++++ Records provided

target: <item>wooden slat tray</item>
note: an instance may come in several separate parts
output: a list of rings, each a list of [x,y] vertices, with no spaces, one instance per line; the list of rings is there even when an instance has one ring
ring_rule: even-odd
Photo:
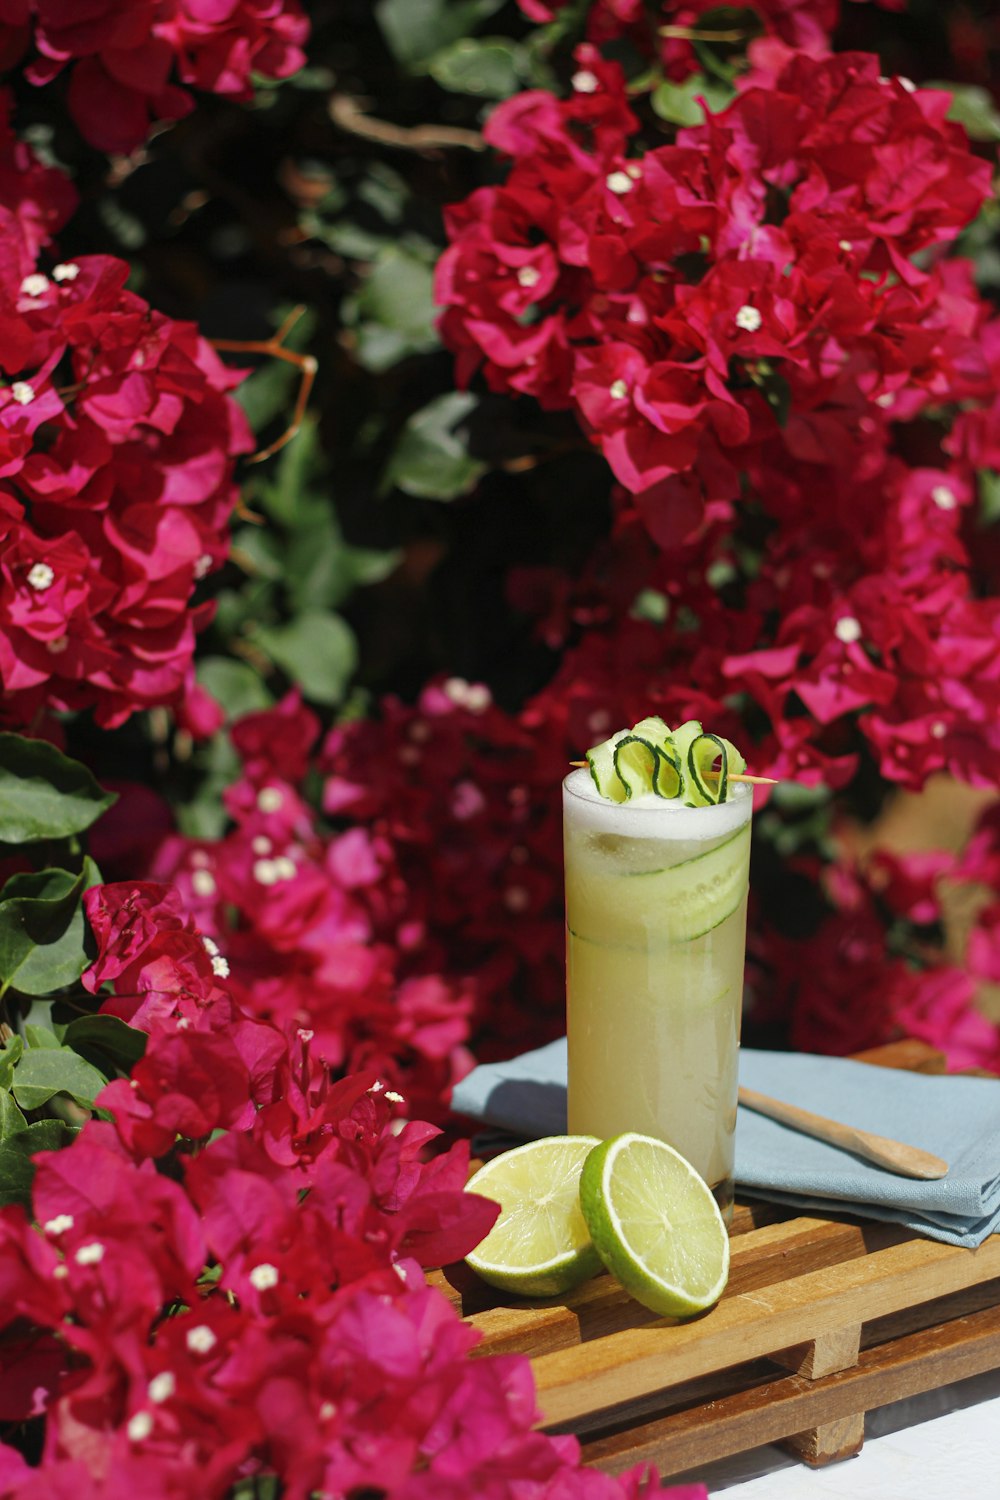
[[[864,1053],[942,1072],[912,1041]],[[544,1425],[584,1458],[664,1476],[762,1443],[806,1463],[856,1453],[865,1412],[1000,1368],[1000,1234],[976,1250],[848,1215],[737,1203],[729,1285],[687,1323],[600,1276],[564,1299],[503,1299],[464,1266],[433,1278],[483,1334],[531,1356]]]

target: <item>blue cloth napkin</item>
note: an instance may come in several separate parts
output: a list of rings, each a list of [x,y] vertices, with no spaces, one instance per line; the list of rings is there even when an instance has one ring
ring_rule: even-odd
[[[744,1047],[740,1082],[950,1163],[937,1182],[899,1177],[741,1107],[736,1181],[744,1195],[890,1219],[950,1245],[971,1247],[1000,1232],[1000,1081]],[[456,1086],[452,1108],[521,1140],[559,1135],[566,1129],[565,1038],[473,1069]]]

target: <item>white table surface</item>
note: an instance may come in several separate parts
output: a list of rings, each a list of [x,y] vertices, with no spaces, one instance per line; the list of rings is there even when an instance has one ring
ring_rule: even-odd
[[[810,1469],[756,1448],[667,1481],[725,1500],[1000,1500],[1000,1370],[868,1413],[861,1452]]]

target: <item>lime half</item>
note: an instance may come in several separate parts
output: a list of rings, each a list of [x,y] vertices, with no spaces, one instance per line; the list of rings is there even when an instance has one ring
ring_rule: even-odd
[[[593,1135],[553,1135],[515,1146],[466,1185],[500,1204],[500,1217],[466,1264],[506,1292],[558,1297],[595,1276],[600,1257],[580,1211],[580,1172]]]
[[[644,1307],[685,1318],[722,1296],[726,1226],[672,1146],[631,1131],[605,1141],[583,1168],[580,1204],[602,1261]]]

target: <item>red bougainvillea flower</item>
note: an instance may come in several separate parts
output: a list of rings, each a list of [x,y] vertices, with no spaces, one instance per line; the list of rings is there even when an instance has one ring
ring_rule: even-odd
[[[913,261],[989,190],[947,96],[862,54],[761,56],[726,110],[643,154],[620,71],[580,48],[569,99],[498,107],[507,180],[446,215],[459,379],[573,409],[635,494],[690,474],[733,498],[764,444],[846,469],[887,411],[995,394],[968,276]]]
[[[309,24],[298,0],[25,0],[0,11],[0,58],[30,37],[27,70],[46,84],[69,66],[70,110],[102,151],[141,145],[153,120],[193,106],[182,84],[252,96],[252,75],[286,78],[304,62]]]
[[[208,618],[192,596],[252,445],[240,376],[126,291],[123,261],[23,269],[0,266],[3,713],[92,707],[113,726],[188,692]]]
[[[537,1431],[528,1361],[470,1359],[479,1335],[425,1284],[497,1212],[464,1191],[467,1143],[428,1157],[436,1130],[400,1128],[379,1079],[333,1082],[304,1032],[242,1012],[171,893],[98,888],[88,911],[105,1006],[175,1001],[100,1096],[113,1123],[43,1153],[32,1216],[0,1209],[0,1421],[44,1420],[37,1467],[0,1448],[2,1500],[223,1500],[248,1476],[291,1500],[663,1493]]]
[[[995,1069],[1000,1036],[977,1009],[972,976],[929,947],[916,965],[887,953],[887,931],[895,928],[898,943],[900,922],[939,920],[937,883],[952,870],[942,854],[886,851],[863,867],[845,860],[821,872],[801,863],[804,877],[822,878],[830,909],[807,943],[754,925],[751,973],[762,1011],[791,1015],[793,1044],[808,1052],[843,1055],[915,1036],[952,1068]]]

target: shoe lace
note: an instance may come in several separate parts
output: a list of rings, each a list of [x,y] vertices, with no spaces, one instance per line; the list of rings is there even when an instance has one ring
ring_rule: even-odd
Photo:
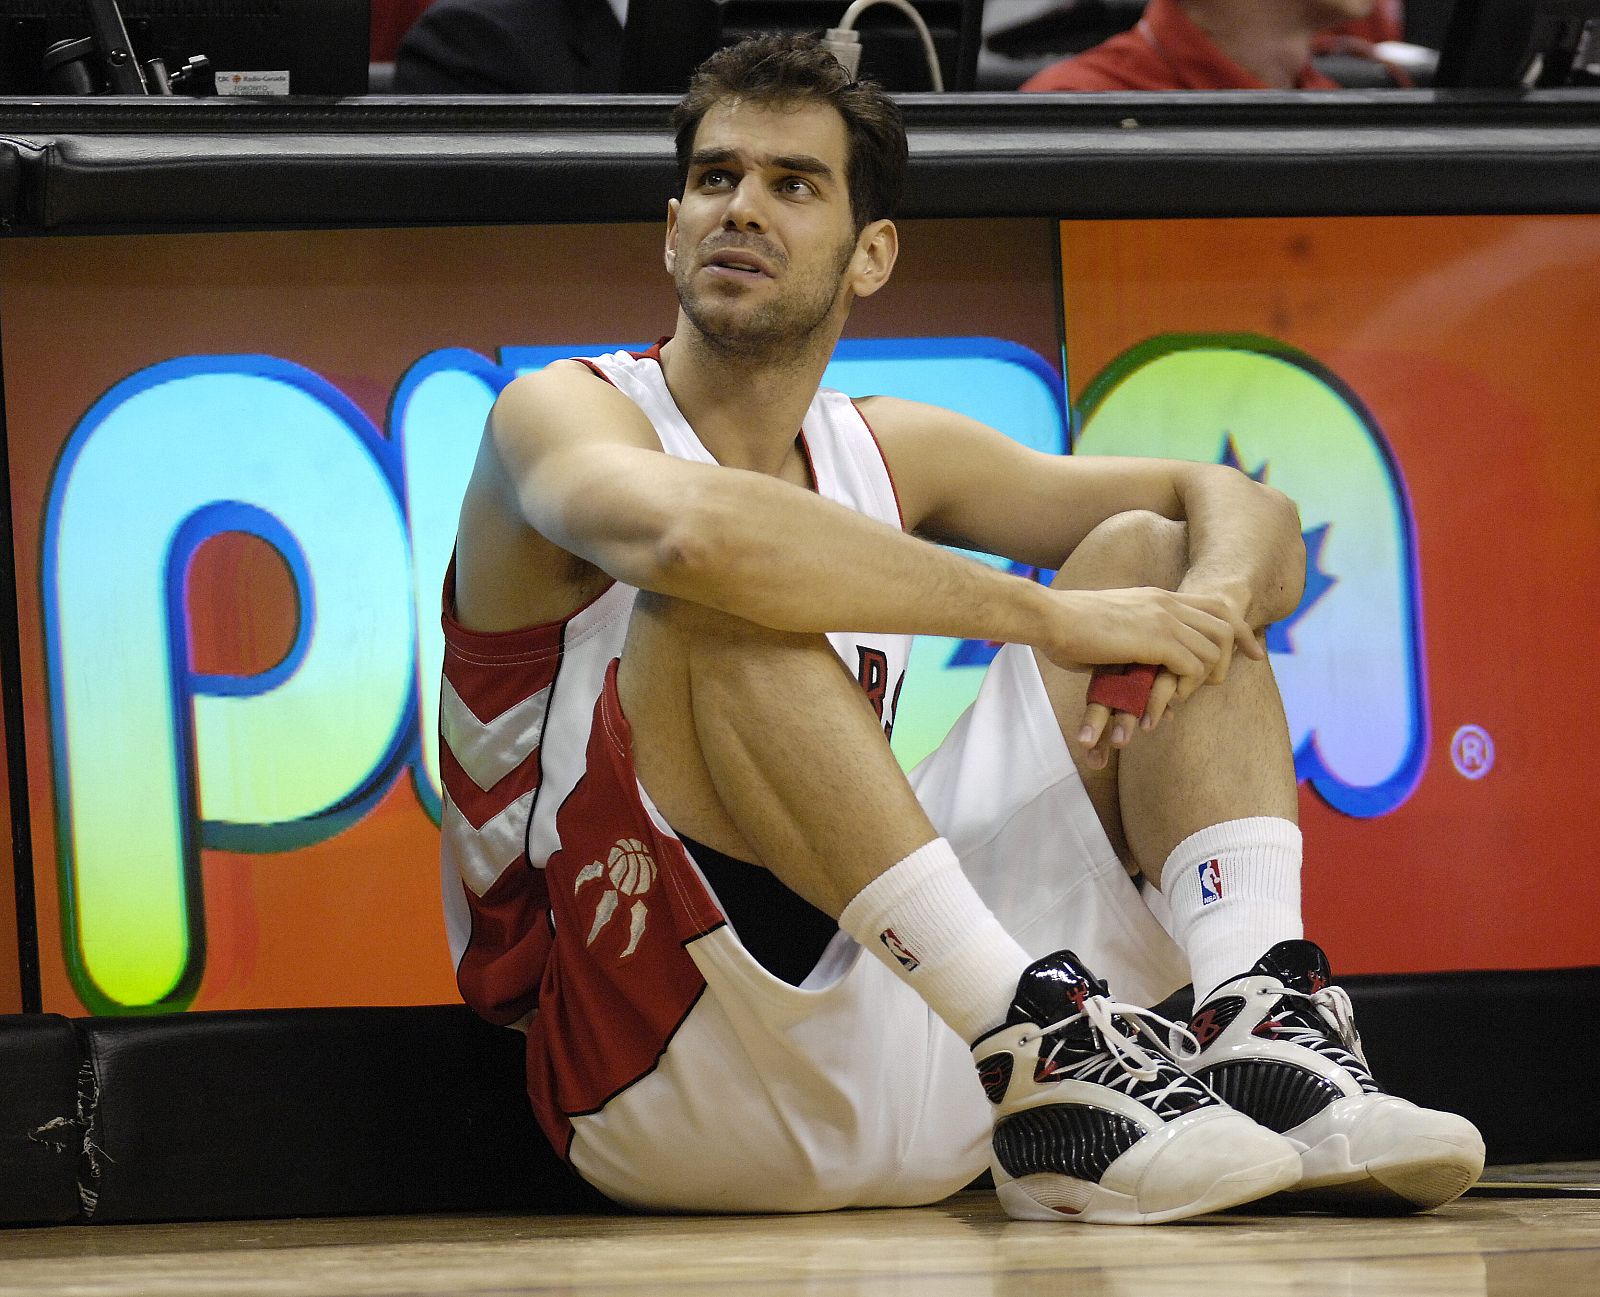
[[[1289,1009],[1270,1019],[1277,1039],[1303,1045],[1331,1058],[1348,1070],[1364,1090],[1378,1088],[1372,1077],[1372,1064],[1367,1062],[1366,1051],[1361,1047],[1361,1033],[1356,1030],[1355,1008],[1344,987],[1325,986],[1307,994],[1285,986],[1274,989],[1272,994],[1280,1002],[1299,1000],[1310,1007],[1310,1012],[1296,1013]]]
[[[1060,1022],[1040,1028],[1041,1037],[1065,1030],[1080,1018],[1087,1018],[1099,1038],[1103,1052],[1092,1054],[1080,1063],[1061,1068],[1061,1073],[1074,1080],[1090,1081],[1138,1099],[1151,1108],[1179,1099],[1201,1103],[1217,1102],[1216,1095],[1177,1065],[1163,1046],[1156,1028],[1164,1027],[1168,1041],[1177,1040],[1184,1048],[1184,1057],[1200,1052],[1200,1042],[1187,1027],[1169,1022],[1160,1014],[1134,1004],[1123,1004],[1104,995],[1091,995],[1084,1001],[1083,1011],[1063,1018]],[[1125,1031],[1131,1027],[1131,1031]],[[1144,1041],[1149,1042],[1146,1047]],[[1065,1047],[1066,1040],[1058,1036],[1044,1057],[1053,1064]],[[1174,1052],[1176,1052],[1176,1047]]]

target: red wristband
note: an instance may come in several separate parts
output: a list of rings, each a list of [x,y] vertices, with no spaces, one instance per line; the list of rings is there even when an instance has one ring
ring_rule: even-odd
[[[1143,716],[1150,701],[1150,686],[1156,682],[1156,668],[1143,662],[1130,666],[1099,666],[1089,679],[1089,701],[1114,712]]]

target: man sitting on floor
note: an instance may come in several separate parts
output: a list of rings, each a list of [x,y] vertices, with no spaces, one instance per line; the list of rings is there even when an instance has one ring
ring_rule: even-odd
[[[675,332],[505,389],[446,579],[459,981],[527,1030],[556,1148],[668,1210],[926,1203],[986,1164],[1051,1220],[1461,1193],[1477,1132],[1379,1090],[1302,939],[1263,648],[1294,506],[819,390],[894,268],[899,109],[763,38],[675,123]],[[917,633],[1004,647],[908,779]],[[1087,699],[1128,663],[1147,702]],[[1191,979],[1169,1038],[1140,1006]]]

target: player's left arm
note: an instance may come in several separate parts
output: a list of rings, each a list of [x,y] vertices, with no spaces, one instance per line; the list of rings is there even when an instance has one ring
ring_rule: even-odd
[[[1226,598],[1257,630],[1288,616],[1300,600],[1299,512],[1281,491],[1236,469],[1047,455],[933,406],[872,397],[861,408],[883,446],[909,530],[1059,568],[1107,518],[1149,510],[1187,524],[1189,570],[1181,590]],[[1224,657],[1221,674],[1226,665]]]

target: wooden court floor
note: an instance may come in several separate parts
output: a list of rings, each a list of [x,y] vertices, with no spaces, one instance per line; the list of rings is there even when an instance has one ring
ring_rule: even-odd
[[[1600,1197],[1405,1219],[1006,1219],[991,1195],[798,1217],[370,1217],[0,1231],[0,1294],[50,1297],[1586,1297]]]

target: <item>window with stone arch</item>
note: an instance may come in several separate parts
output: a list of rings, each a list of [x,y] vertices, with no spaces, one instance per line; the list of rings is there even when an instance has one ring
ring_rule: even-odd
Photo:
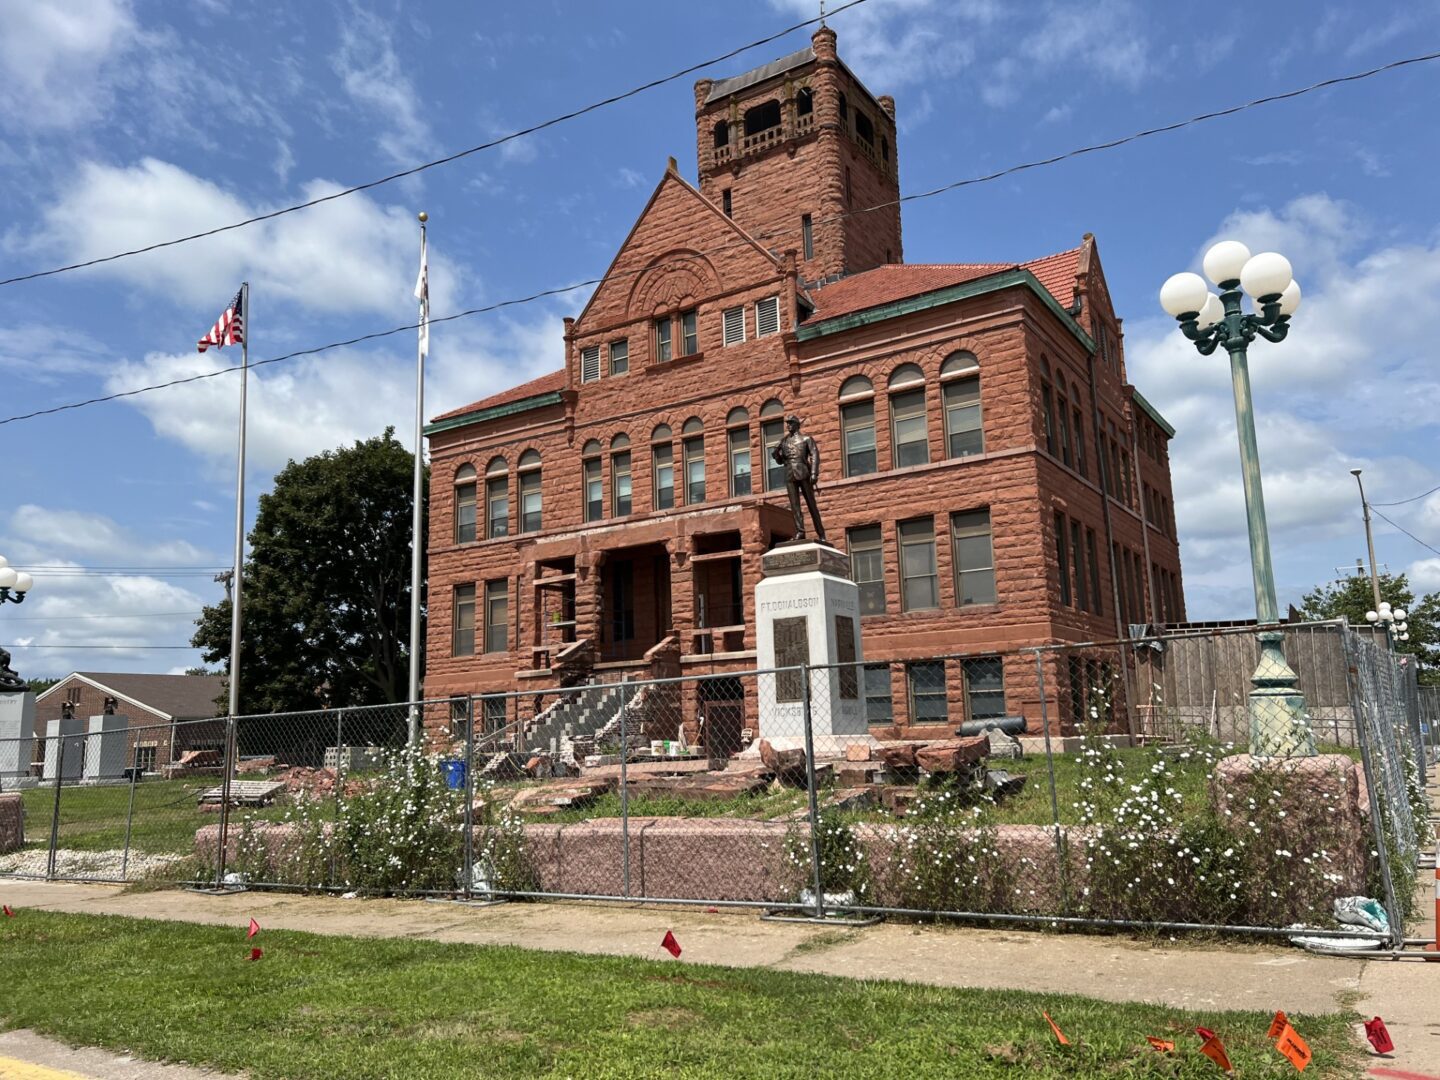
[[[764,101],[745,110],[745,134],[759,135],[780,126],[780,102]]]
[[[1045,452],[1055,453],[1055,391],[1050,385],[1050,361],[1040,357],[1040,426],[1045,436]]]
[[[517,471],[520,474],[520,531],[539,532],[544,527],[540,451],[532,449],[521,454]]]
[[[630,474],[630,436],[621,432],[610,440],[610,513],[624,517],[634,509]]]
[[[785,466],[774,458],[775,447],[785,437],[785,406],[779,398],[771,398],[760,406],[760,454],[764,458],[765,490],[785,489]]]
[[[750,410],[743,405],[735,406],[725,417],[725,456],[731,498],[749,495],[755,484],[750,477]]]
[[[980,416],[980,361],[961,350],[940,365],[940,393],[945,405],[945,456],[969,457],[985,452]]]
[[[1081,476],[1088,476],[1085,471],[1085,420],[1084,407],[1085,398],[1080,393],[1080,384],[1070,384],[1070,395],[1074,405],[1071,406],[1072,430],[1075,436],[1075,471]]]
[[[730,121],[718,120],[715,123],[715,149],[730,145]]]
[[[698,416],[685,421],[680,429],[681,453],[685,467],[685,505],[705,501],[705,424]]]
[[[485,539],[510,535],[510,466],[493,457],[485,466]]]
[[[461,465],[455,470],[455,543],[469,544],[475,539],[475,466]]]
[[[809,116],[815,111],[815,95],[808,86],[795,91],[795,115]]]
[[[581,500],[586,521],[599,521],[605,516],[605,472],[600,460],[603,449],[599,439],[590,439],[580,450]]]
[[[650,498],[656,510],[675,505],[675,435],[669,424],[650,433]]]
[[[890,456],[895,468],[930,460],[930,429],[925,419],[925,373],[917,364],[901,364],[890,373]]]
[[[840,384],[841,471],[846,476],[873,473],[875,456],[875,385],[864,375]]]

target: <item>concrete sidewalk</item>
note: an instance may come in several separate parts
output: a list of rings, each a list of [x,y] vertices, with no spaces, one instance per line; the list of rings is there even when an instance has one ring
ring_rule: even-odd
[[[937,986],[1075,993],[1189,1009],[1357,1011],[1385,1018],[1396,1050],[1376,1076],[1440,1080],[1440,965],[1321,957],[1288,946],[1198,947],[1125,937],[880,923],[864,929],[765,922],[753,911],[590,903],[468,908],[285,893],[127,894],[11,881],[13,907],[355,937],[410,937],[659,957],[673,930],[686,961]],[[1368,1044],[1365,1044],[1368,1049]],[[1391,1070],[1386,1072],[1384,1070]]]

++++++++

What you have to do: Wherever the string "wooden" occurs in the records above, copy that line.

Output:
target: <item>wooden slat tray</item>
target: wooden court floor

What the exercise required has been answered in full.